**WORK TO BE COMPLETED:** Replace "Returns" with "Result" in everything from the line containing "mark: anal fin" through the end of the material below, and write those lines out again with nothing else changed.

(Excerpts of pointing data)
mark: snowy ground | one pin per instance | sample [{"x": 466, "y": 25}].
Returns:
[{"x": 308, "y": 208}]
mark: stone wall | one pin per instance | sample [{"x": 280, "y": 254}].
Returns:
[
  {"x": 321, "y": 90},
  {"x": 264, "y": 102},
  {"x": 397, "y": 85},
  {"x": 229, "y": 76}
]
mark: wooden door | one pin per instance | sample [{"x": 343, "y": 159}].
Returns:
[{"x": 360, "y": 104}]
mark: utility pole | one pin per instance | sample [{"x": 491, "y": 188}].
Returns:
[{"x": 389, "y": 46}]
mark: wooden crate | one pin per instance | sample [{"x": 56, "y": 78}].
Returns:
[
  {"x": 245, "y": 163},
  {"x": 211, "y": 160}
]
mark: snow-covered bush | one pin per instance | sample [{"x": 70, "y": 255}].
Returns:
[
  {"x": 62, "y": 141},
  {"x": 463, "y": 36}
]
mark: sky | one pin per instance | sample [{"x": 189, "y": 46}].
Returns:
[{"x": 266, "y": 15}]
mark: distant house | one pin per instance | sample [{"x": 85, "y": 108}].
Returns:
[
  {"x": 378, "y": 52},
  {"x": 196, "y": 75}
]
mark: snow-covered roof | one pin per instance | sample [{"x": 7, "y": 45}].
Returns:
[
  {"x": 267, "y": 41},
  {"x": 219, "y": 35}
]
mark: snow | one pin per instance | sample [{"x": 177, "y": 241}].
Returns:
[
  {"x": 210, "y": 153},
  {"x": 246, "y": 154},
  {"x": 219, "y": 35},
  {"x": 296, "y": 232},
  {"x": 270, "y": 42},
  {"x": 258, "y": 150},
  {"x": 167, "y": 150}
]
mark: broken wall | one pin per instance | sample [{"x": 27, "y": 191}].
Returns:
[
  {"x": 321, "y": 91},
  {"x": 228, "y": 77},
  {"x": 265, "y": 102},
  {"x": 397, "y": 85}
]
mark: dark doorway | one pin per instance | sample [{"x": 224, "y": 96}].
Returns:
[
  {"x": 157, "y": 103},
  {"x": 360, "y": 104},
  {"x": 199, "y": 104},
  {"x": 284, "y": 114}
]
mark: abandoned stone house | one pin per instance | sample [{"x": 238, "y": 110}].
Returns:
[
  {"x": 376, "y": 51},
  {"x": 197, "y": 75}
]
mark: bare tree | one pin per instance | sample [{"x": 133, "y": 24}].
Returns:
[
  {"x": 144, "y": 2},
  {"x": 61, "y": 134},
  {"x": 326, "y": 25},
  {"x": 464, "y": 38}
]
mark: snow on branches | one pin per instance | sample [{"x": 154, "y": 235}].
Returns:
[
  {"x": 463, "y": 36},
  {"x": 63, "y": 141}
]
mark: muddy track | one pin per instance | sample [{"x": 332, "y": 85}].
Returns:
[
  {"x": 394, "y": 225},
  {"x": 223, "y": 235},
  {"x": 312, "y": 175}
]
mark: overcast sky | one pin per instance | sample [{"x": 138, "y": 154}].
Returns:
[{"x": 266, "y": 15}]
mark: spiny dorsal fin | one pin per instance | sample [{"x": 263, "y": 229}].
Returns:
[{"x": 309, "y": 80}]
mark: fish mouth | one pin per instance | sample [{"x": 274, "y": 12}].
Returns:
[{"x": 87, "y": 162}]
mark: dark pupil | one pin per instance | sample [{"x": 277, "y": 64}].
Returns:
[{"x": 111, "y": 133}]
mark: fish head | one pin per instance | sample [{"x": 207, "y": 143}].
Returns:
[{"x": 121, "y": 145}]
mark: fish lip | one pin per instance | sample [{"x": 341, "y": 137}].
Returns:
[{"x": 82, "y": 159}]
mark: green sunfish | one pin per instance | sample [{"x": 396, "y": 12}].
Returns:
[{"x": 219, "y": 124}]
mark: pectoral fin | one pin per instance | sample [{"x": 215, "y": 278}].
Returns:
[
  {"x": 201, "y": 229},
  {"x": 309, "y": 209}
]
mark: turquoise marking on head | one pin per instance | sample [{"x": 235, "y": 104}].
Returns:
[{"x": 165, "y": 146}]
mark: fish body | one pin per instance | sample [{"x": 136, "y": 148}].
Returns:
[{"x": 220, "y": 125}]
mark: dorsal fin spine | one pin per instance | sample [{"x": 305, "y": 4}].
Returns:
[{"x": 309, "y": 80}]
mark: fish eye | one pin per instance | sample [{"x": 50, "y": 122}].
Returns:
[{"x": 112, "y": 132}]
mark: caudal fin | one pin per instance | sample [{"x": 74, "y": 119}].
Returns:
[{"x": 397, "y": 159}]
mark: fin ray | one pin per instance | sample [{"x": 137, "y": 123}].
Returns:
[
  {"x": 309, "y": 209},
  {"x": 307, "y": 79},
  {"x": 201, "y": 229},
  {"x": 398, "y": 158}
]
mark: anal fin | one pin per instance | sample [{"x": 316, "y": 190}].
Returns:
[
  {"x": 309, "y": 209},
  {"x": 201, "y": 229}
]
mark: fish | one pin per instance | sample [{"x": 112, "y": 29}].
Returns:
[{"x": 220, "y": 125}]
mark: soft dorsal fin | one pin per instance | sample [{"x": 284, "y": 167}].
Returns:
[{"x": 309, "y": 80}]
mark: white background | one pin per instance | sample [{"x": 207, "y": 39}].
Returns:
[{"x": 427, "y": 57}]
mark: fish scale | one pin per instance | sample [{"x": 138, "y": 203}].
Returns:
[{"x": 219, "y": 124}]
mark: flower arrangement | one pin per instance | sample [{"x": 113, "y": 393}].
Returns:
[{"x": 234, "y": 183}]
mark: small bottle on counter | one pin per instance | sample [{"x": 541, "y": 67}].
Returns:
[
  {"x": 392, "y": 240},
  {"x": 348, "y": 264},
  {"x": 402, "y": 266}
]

**THE ANSWER:**
mark: anal fin | one pin per instance | sample [{"x": 316, "y": 190}].
Result:
[
  {"x": 309, "y": 209},
  {"x": 201, "y": 229}
]
mark: fish | one pin per instance | sample [{"x": 112, "y": 29}].
Result:
[{"x": 220, "y": 125}]
mark: soft dorsal fin | one pin per instance | sample [{"x": 284, "y": 167}].
Result:
[{"x": 309, "y": 80}]
mark: white background | one pin per instance | sample [{"x": 207, "y": 39}].
Result:
[{"x": 427, "y": 57}]
mark: fish scale | one pin per instance | sample [{"x": 138, "y": 203}].
Result:
[{"x": 219, "y": 124}]
mark: flower arrangement | one pin per instance | sample [{"x": 113, "y": 393}].
Result:
[{"x": 234, "y": 183}]
mark: small bottle on counter | one pin per instance | sample [{"x": 541, "y": 67}].
Result:
[
  {"x": 392, "y": 240},
  {"x": 348, "y": 264},
  {"x": 402, "y": 266}
]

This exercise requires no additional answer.